(Recorded data)

>>>>

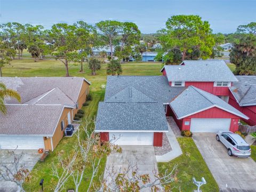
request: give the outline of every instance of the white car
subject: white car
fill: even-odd
[[[238,134],[231,132],[219,131],[216,135],[218,141],[221,142],[228,149],[229,156],[248,157],[251,156],[251,148],[247,142]]]

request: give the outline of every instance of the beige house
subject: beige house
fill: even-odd
[[[0,77],[21,95],[5,101],[0,149],[53,150],[85,102],[91,83],[82,77]]]

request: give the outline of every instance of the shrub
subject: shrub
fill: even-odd
[[[84,115],[81,114],[76,114],[76,115],[75,115],[75,117],[77,117],[79,118],[82,118],[83,116],[84,116]]]
[[[190,131],[181,131],[181,135],[183,137],[192,137],[192,133]]]
[[[92,99],[92,95],[90,93],[88,94],[86,96],[86,100],[91,101]]]
[[[79,121],[79,120],[80,120],[80,118],[79,118],[78,117],[76,117],[76,116],[75,116],[75,117],[74,117],[74,120],[75,120],[75,121]]]
[[[87,102],[85,102],[83,103],[83,106],[88,106],[89,104]]]
[[[245,138],[245,136],[244,135],[244,134],[242,134],[240,131],[236,131],[235,133],[239,134],[244,139]]]
[[[83,109],[79,109],[77,111],[77,113],[81,114],[84,114],[84,111]]]

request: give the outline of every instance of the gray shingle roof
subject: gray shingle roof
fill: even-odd
[[[169,82],[237,81],[223,60],[183,61],[182,63],[164,67]]]
[[[75,103],[58,87],[54,88],[43,95],[30,100],[25,104],[55,105],[60,104],[74,107]]]
[[[170,103],[179,119],[213,107],[220,108],[237,116],[248,117],[218,97],[189,86]]]
[[[156,102],[153,99],[129,85],[120,92],[114,94],[105,102]]]
[[[121,95],[121,93],[118,93],[123,90],[122,97],[118,97],[118,102],[122,100],[123,102],[128,102],[130,99],[129,98],[128,90],[124,89],[129,86],[136,90],[135,91],[138,93],[134,95],[135,98],[133,99],[133,102],[142,102],[142,99],[147,100],[150,98],[162,103],[170,102],[185,89],[184,87],[170,86],[167,78],[164,76],[109,76],[107,82],[105,99],[106,102],[113,102],[115,100],[114,95],[116,94]],[[139,93],[141,93],[140,96],[138,95]],[[124,96],[125,94],[127,94],[126,96]],[[110,98],[112,98],[111,100],[109,100]]]
[[[95,131],[168,130],[163,103],[99,103]]]
[[[22,103],[56,87],[76,102],[83,81],[86,80],[82,77],[0,77],[1,82],[19,92]],[[15,99],[5,101],[7,103],[19,103]]]
[[[236,76],[229,88],[241,106],[256,105],[256,76]]]
[[[62,105],[9,105],[0,113],[0,135],[52,136],[64,107]]]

<<<<

WRITTEN EXERCISE
Express the listing above as a two-column CSV with the headers "text" and "answer", giving one row for each text paired with its answer, with each value in a single quoted field and line breaks replaced by spaces. Leave the pictures out.

COMPLETE OUTPUT
text,answer
"request: give the outline of every instance of the white car subject: white car fill: even-odd","[[[238,134],[231,132],[219,131],[216,135],[218,141],[221,142],[228,149],[229,156],[248,157],[251,156],[251,148],[247,142]]]"
"request: give the outline of every instance of the beige house subject: beige house fill: even-odd","[[[0,77],[21,95],[5,101],[0,149],[53,150],[85,102],[91,83],[82,77]]]"
"request: give the outline of every instance of the shrub subject: shrub fill: even-odd","[[[84,115],[81,114],[76,114],[76,115],[75,115],[75,117],[77,117],[79,118],[82,118],[83,116],[84,116]]] [[[190,131],[181,131],[181,135],[183,137],[192,137],[192,133]]] [[[92,99],[92,95],[90,93],[88,94],[86,96],[86,100],[91,101]]] [[[79,121],[79,120],[80,120],[80,118],[79,118],[78,117],[76,117],[76,116],[75,116],[75,117],[74,117],[74,120],[75,120],[75,121]]] [[[87,102],[85,102],[83,103],[83,106],[88,106],[89,104]]] [[[245,138],[245,136],[244,135],[244,134],[242,134],[240,131],[236,131],[235,133],[239,134],[244,139]]] [[[83,109],[79,109],[77,111],[77,113],[81,114],[84,114],[84,111]]]"
"request: give the outline of every instance of the gray shingle roof subject: gray shingle roof fill: even-odd","[[[169,82],[237,81],[223,60],[183,61],[182,63],[164,67]]] [[[75,103],[58,87],[54,88],[43,95],[30,100],[25,104],[55,105],[60,104],[74,107]]] [[[170,103],[179,119],[213,107],[220,108],[237,116],[248,117],[218,97],[189,86]]] [[[156,102],[153,99],[129,85],[120,92],[114,94],[105,102]]] [[[121,95],[121,93],[118,93],[123,90],[122,97],[118,97],[118,102],[122,100],[123,102],[128,102],[130,99],[129,98],[128,90],[124,89],[129,86],[136,90],[135,91],[138,93],[134,95],[135,98],[133,99],[133,102],[142,102],[142,99],[147,100],[150,98],[162,103],[170,102],[185,89],[184,87],[170,86],[167,78],[164,76],[109,76],[107,82],[105,99],[106,102],[113,102],[115,100],[114,95],[116,94]],[[139,93],[141,93],[140,96],[138,95]],[[124,96],[125,94],[127,94],[126,96]],[[110,98],[112,98],[111,100],[109,100]]] [[[95,131],[168,130],[163,103],[99,103]]] [[[22,103],[56,87],[76,102],[83,81],[86,80],[82,77],[0,77],[1,82],[19,92]],[[15,99],[5,101],[7,103],[19,103]]] [[[236,76],[229,88],[241,106],[256,105],[256,76]]] [[[62,105],[9,105],[0,113],[0,135],[52,136],[64,107]]]"